Start of Data supplied

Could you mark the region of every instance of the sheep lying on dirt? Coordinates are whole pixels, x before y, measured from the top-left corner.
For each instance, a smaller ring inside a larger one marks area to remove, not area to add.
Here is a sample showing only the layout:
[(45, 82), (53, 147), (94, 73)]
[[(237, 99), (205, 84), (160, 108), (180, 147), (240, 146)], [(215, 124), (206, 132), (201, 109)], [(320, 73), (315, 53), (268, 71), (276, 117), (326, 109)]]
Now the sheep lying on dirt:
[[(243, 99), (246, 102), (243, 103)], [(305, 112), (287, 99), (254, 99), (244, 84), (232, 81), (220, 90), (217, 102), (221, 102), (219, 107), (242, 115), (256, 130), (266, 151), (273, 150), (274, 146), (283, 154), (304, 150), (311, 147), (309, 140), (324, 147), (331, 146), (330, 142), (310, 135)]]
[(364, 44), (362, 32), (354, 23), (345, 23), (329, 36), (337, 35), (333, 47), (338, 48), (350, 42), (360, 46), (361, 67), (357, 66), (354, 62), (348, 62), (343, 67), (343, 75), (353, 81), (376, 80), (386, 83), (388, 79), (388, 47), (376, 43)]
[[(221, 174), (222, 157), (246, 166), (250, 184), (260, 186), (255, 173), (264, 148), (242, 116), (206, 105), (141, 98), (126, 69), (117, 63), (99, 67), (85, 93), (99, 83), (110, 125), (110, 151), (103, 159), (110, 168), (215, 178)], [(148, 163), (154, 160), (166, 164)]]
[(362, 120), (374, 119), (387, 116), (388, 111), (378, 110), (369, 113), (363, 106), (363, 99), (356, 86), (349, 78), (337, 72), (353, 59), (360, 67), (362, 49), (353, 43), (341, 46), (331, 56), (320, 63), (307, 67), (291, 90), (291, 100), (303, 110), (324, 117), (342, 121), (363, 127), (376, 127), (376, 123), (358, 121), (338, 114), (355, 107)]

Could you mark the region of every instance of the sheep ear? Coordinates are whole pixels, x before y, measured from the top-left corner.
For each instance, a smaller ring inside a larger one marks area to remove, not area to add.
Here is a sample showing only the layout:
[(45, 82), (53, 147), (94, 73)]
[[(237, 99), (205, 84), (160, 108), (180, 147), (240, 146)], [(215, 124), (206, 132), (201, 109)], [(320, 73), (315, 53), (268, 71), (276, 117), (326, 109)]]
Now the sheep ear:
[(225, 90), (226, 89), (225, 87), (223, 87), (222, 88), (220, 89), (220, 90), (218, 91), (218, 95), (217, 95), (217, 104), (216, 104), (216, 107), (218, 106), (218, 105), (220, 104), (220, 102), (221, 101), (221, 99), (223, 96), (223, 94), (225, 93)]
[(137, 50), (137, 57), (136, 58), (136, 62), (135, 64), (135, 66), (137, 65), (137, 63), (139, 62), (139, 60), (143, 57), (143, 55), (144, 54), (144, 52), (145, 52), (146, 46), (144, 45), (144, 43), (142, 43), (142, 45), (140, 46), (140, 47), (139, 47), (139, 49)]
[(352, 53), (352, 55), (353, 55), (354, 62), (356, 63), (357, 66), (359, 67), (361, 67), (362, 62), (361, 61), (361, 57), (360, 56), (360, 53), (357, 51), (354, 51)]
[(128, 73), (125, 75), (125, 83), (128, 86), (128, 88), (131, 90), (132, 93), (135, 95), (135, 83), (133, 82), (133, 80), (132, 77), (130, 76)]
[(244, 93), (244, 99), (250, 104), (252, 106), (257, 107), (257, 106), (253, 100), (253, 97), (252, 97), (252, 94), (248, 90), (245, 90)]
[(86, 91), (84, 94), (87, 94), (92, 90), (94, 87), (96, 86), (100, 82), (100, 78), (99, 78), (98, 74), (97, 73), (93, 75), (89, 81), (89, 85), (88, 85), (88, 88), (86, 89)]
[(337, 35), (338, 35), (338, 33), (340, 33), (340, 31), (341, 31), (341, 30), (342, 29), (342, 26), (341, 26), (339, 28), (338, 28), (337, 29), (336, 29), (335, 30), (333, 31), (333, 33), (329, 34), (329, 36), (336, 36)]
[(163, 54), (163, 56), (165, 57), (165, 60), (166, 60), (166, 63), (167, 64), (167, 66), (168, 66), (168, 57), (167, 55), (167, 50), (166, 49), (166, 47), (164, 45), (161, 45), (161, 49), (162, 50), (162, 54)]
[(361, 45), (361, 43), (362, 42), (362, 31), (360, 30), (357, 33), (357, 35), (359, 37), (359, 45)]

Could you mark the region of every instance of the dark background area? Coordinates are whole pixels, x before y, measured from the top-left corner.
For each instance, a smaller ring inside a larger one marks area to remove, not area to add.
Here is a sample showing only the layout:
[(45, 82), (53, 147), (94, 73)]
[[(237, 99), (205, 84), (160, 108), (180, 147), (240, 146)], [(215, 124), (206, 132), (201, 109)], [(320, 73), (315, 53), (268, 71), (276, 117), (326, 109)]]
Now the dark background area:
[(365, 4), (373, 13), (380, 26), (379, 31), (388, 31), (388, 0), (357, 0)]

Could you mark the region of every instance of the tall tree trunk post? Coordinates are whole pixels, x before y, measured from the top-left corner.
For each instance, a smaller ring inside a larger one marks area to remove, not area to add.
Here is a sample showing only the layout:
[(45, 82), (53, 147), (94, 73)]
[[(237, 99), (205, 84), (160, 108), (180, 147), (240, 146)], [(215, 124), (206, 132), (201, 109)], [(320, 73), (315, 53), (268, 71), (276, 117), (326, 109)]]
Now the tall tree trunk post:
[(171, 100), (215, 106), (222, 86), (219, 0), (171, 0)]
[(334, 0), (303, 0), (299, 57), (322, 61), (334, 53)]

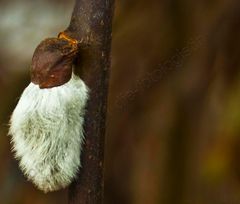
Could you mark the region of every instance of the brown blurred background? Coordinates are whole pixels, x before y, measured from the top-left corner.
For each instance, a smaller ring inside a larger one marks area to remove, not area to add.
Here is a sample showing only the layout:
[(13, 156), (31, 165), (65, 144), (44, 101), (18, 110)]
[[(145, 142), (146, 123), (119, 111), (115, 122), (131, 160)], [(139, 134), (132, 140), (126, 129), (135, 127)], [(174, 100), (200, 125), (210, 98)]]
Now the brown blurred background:
[[(73, 0), (0, 0), (0, 203), (63, 204), (13, 159), (7, 124), (37, 44)], [(116, 0), (106, 204), (240, 204), (239, 0)]]

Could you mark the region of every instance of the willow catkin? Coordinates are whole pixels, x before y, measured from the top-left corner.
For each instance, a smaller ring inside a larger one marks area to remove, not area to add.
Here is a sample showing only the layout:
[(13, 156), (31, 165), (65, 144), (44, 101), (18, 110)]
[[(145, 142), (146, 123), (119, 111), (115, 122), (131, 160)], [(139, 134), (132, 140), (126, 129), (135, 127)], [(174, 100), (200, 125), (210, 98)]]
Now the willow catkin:
[(30, 83), (10, 121), (9, 134), (20, 168), (39, 189), (68, 186), (80, 167), (88, 88), (74, 74), (47, 89)]

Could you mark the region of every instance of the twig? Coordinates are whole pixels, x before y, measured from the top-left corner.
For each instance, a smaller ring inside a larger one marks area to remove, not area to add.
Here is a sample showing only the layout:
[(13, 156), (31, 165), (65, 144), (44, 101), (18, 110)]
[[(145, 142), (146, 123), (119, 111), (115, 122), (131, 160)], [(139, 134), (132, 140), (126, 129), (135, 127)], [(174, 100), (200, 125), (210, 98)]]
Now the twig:
[(76, 0), (64, 31), (80, 42), (76, 70), (90, 88), (85, 145), (79, 177), (69, 188), (69, 203), (103, 202), (105, 118), (114, 0)]

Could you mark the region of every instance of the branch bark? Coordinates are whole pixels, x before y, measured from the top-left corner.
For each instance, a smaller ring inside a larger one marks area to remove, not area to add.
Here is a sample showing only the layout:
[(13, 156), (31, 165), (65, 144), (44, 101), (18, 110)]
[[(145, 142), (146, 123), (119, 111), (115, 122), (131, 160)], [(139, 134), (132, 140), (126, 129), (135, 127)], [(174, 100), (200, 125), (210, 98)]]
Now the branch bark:
[(64, 31), (80, 43), (76, 72), (90, 88), (85, 116), (85, 145), (78, 179), (69, 188), (69, 203), (102, 203), (104, 143), (114, 0), (76, 0)]

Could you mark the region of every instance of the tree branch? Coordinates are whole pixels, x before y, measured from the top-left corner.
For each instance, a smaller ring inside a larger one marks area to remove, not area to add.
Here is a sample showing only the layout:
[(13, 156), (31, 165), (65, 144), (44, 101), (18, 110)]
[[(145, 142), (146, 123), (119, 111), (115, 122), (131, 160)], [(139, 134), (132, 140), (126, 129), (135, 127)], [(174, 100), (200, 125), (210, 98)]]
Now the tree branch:
[(82, 168), (69, 188), (69, 203), (103, 202), (105, 118), (114, 0), (76, 0), (64, 31), (80, 43), (76, 71), (90, 88), (85, 115)]

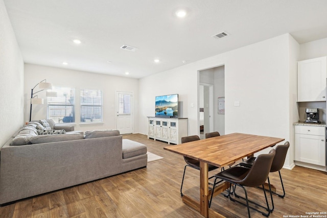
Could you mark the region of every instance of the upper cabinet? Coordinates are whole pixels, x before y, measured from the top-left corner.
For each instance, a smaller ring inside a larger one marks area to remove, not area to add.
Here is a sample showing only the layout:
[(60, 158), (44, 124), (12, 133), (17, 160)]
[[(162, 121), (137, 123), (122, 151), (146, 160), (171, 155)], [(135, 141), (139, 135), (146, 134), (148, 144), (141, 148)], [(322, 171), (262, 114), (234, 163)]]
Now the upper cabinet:
[(327, 57), (297, 62), (297, 102), (326, 101)]

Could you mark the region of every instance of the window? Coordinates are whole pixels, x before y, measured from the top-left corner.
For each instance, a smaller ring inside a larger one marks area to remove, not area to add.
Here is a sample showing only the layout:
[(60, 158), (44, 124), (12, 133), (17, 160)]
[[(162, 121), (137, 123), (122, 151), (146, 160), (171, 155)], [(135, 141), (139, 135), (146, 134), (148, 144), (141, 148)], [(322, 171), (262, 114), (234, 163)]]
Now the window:
[(119, 114), (131, 114), (131, 95), (129, 94), (120, 93), (118, 95)]
[(48, 98), (48, 118), (55, 123), (75, 122), (75, 89), (53, 87), (57, 98)]
[(81, 89), (81, 122), (102, 122), (102, 91)]

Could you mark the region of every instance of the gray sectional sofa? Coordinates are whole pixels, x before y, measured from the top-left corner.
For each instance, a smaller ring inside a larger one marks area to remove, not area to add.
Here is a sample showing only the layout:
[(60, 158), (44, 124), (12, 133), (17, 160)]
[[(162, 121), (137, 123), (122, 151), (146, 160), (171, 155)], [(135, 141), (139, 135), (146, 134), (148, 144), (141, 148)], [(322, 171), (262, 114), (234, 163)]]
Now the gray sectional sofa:
[(84, 134), (47, 121), (65, 133), (35, 135), (28, 124), (1, 148), (0, 204), (147, 166), (147, 147), (119, 131)]

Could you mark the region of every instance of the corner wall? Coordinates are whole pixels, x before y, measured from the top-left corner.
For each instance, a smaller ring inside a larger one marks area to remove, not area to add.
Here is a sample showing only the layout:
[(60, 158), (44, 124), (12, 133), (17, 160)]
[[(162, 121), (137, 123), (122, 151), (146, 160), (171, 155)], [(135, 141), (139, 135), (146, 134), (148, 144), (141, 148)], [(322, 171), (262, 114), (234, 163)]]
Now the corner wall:
[[(146, 116), (154, 115), (154, 96), (177, 93), (182, 102), (182, 116), (189, 118), (189, 135), (197, 134), (198, 71), (224, 65), (225, 133), (289, 141), (293, 137), (290, 127), (297, 121), (290, 118), (294, 107), (290, 104), (293, 101), (290, 93), (296, 91), (289, 80), (294, 73), (290, 68), (294, 61), (290, 60), (289, 50), (296, 50), (290, 46), (290, 37), (284, 34), (141, 79), (140, 133), (147, 134)], [(239, 107), (234, 106), (235, 101)]]
[(0, 147), (24, 124), (24, 61), (0, 0)]

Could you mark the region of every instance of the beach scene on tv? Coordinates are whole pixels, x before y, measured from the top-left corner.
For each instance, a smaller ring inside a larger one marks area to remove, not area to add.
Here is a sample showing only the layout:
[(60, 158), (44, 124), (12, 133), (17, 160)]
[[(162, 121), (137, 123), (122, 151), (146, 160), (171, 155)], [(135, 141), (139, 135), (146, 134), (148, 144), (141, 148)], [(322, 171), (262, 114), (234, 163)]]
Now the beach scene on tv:
[(178, 115), (178, 95), (155, 97), (155, 115), (177, 116)]

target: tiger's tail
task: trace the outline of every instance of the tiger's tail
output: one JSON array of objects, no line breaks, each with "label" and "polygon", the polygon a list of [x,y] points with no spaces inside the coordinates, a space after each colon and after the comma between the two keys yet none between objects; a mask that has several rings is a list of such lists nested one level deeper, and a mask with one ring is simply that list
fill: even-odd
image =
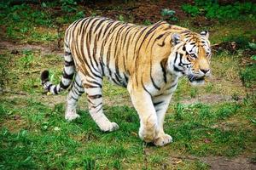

End of Data supplied

## What you should do
Rewrite the lines from the one with "Could you mark the region of every instance of the window?" to the one with "147), (119, 131)]", changing "sectional sofa" to "couch" and leaving everything else as it is.

## Task result
Could you mark the region of every instance of the window? Coordinates are whole pixels, x before y, measured from the top-left corner.
For each instance, a smaller ring inside a larger one marks area to remove, not area to add.
Here is a sample showing only the layout:
[(60, 158), (44, 124), (12, 133), (17, 160)]
[[(162, 121), (137, 123), (122, 151), (146, 160), (171, 155)], [(135, 141), (139, 135), (146, 134), (148, 144), (141, 148)], [(322, 171), (262, 114), (234, 163)]]
Now the window:
[(119, 114), (131, 114), (131, 95), (129, 94), (120, 93), (118, 95)]
[(48, 98), (48, 118), (55, 123), (75, 122), (75, 89), (53, 87), (57, 98)]
[(81, 89), (81, 122), (102, 122), (102, 91)]

Could you mark the region of every instance of the gray couch? Coordinates are whole pixels, x before y, measured from the top-left corner.
For each instance, a smaller ring inside a larger one marks area to remove, not area to add.
Here is a sample showing only the layout:
[(60, 158), (44, 124), (12, 133), (17, 160)]
[[(162, 121), (137, 123), (122, 151), (146, 160), (171, 155)], [(135, 141), (139, 135), (146, 134), (148, 144), (141, 148)], [(322, 171), (262, 114), (234, 163)]]
Now the gray couch:
[(84, 134), (47, 121), (65, 133), (35, 135), (28, 124), (1, 148), (0, 204), (147, 166), (147, 147), (119, 131)]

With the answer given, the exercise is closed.